DATA SHOWN
▼▼▼

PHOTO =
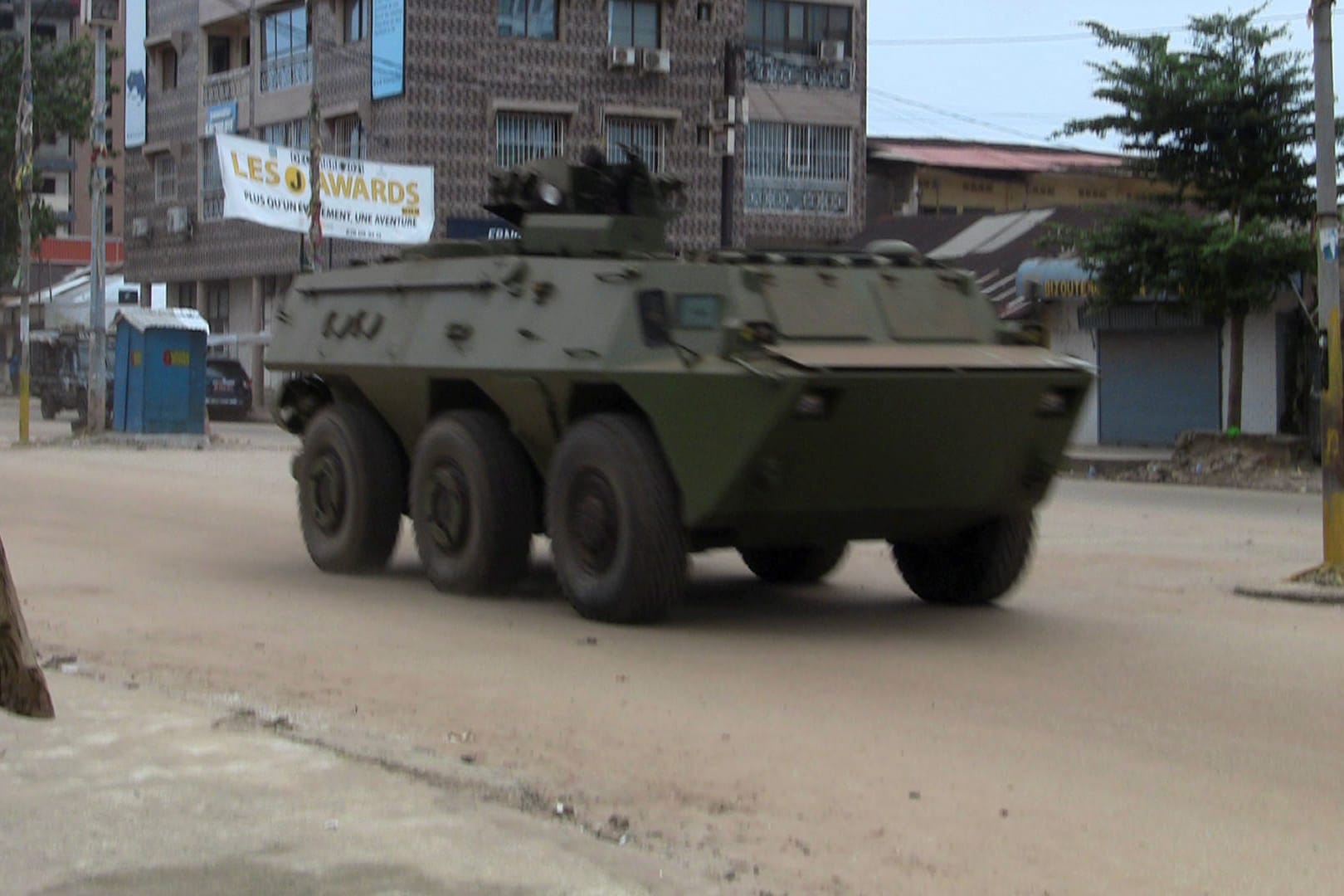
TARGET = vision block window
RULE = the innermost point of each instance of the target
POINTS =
(633, 23)
(527, 19)
(520, 137)
(778, 26)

▲▲▲

DIRECTIONS FOR THIS TASK
Return the material exactly as given above, picture-free.

RESULT FOR THIS TASK
PHOTO =
TARGET = vision block window
RULE = the innermost point of each instance of the target
POINTS =
(633, 23)
(527, 19)
(520, 137)
(778, 26)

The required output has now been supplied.